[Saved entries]
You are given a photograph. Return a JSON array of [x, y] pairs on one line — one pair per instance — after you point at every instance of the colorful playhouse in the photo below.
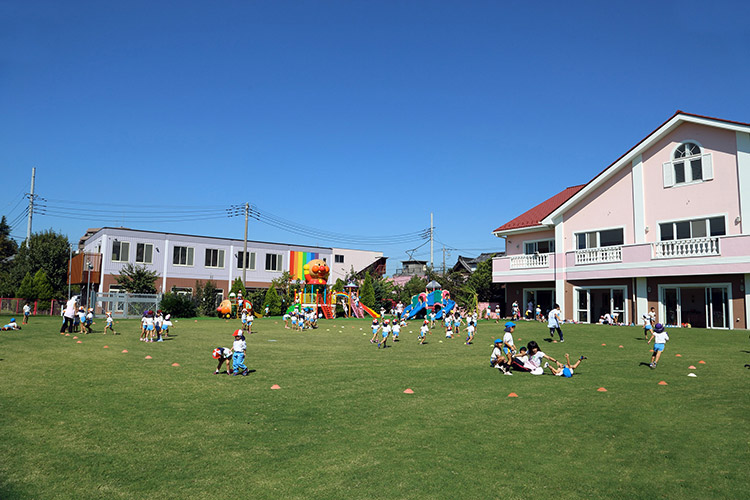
[[432, 299]]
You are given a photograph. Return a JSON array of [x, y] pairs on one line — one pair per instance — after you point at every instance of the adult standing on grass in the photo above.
[[69, 314], [554, 321]]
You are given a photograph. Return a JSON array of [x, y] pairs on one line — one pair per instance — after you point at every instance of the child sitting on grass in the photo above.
[[565, 370], [110, 324], [11, 326]]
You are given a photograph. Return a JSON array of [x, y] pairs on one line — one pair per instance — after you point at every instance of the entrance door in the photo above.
[[717, 307]]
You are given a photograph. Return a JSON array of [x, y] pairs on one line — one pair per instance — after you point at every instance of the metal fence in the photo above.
[[126, 305]]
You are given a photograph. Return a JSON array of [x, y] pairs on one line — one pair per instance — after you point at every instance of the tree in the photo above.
[[48, 251], [367, 292], [273, 302], [26, 288], [137, 279]]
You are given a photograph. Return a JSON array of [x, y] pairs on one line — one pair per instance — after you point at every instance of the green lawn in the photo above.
[[81, 421]]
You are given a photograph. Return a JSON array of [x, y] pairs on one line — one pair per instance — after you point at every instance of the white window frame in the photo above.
[[706, 218], [151, 261], [535, 243], [127, 254], [279, 264], [220, 256], [252, 261], [668, 168], [189, 256], [598, 237]]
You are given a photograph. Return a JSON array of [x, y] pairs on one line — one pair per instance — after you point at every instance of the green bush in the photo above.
[[179, 306]]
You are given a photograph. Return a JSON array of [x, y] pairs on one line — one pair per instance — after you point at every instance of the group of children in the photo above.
[[154, 326], [301, 320], [527, 358]]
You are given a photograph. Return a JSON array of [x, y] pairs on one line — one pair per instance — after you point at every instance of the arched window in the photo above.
[[689, 164]]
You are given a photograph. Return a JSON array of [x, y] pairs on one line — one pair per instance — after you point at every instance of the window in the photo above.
[[249, 260], [273, 262], [688, 165], [144, 253], [542, 246], [603, 238], [696, 228], [214, 257], [183, 256], [120, 251]]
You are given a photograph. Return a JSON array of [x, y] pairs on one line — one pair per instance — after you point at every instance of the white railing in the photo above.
[[695, 247], [529, 261], [599, 255]]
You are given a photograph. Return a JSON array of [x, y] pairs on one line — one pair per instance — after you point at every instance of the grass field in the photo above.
[[81, 421]]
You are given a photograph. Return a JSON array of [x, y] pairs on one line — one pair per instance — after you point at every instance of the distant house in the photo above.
[[469, 264], [667, 225]]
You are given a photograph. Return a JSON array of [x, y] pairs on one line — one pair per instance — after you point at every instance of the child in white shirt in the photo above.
[[238, 357]]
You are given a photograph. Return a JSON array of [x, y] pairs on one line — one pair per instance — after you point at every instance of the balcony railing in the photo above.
[[695, 247], [599, 255], [529, 261]]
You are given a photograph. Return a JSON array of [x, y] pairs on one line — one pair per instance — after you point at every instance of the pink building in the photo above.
[[667, 226]]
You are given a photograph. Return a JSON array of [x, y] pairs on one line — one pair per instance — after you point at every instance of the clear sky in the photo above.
[[350, 117]]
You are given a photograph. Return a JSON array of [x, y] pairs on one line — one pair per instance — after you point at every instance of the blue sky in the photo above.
[[357, 118]]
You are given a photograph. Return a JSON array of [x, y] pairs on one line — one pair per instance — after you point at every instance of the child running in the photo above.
[[395, 329], [110, 324], [224, 355], [386, 330], [238, 357], [660, 337], [375, 329], [470, 332], [565, 370], [423, 332]]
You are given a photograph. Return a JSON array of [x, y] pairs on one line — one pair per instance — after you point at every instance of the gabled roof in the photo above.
[[542, 214], [665, 128], [534, 216]]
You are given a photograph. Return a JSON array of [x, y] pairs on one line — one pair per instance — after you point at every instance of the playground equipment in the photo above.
[[229, 308], [426, 302], [314, 294], [354, 307]]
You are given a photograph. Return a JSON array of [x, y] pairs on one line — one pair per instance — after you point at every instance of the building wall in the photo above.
[[514, 245], [610, 206], [714, 197], [359, 259], [170, 273]]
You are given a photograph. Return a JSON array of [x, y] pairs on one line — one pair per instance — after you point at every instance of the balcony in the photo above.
[[599, 255], [529, 261], [694, 247]]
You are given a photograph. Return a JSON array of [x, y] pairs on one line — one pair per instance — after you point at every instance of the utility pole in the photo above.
[[244, 254], [31, 207], [432, 241]]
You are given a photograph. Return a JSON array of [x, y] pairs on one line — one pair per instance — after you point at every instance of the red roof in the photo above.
[[534, 216]]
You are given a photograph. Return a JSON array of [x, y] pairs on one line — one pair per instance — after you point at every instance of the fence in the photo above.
[[38, 307], [126, 305]]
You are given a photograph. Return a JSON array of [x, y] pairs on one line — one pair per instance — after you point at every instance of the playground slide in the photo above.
[[411, 311], [370, 311], [449, 305]]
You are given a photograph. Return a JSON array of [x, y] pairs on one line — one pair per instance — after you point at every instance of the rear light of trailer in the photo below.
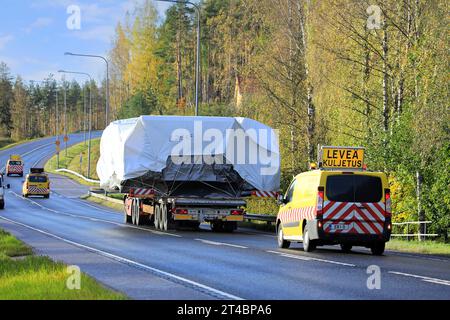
[[180, 211], [320, 200], [387, 202]]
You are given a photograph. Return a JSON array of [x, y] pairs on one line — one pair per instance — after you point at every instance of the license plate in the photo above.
[[339, 226]]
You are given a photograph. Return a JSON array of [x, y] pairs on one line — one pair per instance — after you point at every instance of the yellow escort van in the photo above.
[[36, 184], [339, 203]]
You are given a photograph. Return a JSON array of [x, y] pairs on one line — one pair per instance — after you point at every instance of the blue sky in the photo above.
[[34, 35]]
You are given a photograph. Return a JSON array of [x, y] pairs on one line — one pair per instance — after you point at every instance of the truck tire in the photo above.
[[157, 216], [164, 224], [217, 226], [133, 216], [284, 244], [308, 244], [346, 248], [126, 217], [137, 216], [378, 248], [229, 227]]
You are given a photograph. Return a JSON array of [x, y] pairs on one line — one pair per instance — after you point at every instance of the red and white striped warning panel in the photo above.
[[265, 194], [353, 217], [36, 190], [15, 169], [142, 192], [297, 214]]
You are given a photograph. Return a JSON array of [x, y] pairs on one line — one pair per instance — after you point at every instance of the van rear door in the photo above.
[[354, 204]]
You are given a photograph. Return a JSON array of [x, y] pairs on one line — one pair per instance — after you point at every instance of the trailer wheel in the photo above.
[[133, 216], [126, 217], [229, 227], [157, 215], [137, 216], [217, 226], [164, 218]]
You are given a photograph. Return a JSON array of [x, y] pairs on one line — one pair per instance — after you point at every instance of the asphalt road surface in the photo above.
[[148, 264]]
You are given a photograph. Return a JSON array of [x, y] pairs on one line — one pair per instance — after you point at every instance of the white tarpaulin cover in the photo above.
[[133, 147]]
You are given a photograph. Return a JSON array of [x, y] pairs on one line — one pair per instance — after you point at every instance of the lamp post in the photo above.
[[107, 79], [56, 116], [90, 116], [197, 66]]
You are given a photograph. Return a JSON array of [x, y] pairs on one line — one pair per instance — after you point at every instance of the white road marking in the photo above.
[[214, 243], [96, 220], [292, 256], [28, 152], [426, 279], [131, 262]]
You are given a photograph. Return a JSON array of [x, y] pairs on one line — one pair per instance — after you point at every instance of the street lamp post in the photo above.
[[90, 116], [56, 117], [197, 67], [107, 79], [65, 120]]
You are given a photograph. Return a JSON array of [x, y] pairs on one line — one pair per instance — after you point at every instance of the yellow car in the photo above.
[[36, 184], [327, 207]]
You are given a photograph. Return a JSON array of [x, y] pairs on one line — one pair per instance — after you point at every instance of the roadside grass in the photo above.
[[105, 203], [6, 143], [72, 161], [10, 246], [424, 247], [39, 278]]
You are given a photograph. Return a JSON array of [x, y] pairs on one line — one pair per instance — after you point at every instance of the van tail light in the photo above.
[[180, 211], [320, 199], [387, 202], [237, 212]]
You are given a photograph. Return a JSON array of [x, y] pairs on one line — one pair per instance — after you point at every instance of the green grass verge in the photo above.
[[105, 203], [425, 247], [12, 247], [39, 278], [72, 161], [6, 143]]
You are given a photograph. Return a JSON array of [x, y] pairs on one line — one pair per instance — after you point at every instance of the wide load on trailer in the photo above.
[[203, 164]]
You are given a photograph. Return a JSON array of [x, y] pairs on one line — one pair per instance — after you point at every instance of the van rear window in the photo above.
[[37, 179], [354, 188]]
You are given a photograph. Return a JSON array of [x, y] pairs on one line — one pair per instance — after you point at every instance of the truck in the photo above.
[[339, 202], [36, 183], [2, 192], [178, 172], [14, 166]]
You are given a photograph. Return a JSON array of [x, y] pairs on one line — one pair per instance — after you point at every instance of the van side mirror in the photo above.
[[281, 200]]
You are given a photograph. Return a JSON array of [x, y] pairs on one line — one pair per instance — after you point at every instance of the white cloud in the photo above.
[[11, 62], [41, 22], [4, 40], [103, 33]]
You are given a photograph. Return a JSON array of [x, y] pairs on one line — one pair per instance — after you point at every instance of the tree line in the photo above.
[[45, 108], [335, 72]]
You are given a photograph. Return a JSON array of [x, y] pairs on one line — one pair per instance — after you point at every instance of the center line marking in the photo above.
[[214, 243], [160, 273], [292, 256], [426, 279], [95, 219]]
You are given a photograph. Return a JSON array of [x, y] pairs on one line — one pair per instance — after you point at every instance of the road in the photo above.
[[148, 264]]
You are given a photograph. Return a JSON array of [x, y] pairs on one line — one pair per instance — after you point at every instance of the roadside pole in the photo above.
[[57, 130]]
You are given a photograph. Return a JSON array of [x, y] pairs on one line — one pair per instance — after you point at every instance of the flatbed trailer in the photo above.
[[146, 206]]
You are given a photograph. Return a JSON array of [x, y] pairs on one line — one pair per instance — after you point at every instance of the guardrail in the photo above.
[[101, 196], [412, 235], [78, 175]]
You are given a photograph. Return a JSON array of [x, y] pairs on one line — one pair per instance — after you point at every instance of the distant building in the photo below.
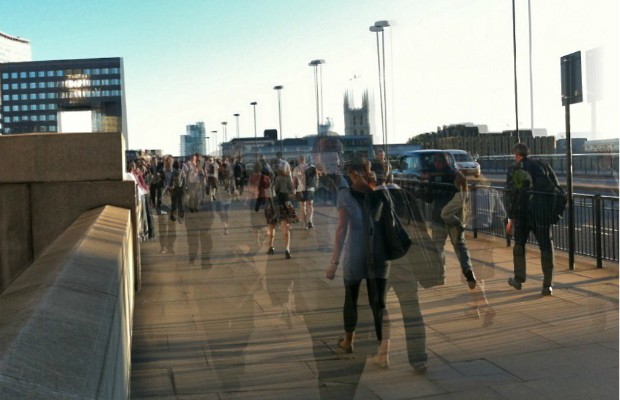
[[14, 49], [37, 95], [468, 137], [356, 120], [194, 140]]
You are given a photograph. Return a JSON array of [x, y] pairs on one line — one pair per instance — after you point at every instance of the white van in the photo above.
[[465, 162]]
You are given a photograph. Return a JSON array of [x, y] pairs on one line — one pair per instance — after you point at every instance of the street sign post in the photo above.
[[572, 92]]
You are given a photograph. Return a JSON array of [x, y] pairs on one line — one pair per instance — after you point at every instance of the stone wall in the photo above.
[[46, 182], [66, 321]]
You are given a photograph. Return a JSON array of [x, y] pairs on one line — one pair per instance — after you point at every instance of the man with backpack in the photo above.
[[533, 203]]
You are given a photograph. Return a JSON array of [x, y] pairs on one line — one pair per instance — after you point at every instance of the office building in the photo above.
[[47, 96], [14, 49]]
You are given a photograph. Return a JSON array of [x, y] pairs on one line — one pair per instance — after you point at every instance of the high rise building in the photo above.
[[194, 140], [46, 96], [14, 49]]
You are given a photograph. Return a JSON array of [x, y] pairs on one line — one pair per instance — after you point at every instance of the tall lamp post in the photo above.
[[253, 104], [215, 138], [318, 78], [224, 143], [378, 28], [279, 89], [237, 118]]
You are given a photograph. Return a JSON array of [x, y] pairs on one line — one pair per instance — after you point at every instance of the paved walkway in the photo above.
[[217, 318]]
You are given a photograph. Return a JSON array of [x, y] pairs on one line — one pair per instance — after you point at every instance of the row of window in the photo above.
[[60, 72], [35, 118], [64, 95], [38, 128], [30, 107], [60, 84]]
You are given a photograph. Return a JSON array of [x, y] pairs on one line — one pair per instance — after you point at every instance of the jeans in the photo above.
[[457, 238], [542, 233]]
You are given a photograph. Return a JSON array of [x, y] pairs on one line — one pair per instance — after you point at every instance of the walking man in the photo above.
[[525, 204]]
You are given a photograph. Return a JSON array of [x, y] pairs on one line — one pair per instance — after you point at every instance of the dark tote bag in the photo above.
[[422, 257]]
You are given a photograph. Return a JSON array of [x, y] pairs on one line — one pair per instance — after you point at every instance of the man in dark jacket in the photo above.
[[526, 207], [441, 190]]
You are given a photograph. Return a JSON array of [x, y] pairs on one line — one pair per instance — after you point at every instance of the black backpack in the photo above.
[[555, 198], [311, 177]]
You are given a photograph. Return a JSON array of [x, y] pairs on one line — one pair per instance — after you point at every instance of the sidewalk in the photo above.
[[233, 322]]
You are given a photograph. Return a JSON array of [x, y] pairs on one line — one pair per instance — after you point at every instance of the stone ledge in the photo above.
[[66, 321], [45, 157]]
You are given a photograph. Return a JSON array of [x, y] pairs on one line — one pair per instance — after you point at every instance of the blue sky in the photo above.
[[448, 61]]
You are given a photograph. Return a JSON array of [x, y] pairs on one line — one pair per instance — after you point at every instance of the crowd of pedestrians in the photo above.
[[279, 197]]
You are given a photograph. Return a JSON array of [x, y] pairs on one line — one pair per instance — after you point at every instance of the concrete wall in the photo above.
[[47, 181], [66, 321]]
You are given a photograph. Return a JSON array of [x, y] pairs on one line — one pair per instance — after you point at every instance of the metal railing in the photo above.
[[596, 219], [596, 164]]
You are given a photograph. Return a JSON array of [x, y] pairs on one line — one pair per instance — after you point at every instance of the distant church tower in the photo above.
[[356, 120]]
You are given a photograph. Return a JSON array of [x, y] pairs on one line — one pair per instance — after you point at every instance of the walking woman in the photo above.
[[363, 257], [283, 187]]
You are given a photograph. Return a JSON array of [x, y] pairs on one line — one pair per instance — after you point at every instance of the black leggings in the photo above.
[[376, 298]]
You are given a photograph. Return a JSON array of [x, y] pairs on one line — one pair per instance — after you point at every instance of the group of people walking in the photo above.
[[272, 189]]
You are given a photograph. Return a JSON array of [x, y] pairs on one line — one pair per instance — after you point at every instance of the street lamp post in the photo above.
[[318, 78], [253, 104], [215, 139], [237, 118], [225, 137], [378, 27], [279, 89]]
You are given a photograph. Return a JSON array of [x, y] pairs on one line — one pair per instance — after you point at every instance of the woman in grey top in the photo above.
[[360, 245]]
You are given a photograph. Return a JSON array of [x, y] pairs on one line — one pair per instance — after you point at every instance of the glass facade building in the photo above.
[[14, 49], [36, 94]]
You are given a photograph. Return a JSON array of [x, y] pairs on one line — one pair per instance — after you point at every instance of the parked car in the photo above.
[[465, 162], [414, 164]]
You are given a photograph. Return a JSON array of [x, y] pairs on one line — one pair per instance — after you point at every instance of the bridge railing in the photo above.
[[597, 164], [596, 219]]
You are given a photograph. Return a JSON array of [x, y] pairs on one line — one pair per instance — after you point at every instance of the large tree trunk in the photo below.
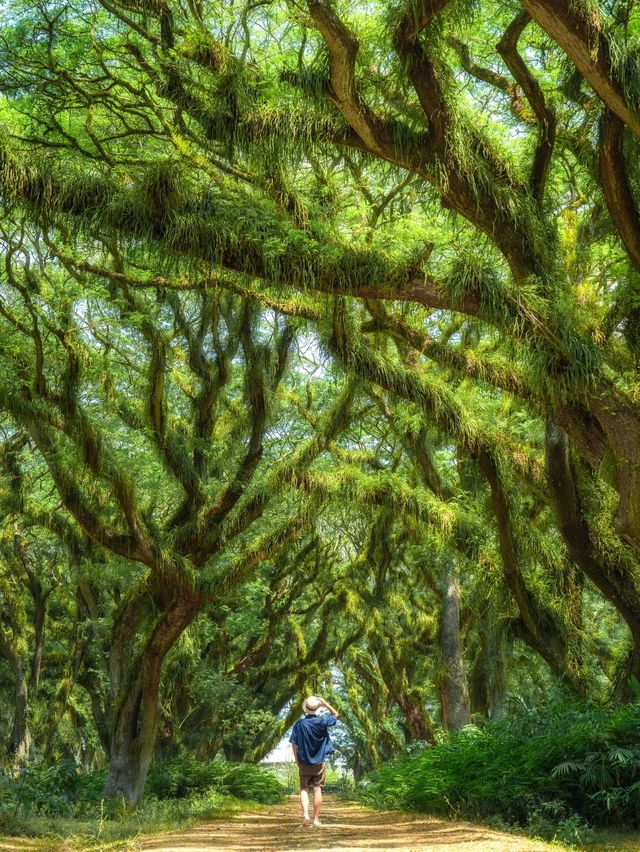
[[454, 692], [408, 700], [539, 626], [136, 691], [20, 738], [613, 575], [488, 681]]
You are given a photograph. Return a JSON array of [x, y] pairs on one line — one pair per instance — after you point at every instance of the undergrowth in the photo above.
[[61, 801], [555, 772]]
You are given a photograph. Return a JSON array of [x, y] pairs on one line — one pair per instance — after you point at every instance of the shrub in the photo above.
[[63, 790], [184, 776], [570, 763]]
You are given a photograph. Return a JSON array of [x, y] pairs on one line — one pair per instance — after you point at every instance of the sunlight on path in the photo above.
[[346, 827]]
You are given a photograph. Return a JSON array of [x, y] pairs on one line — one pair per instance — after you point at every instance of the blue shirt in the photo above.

→ **What to work on**:
Arrange the part of the entries that opens with the line containing "sitting on grass in the photo above." and closes with the line containing "[[717, 307]]" as a Markdown table with the columns Row and Line, skipping blank lines.

→ **The solution**:
| Row | Line |
|---|---|
| 1 | You are given a photograph. Return a JSON array of [x, y] pairs on one line — one pair per instance — after you point at every instance of the child sitting on grass in the photo above. |
| 2 | [[565, 370], [110, 324], [11, 326]] |
| 3 | You are given a photograph. Return a JSON array of [x, y] pairs on one line — one pair per instance — after you point at every instance of the entrance door in the photo above. |
| 4 | [[717, 307]] |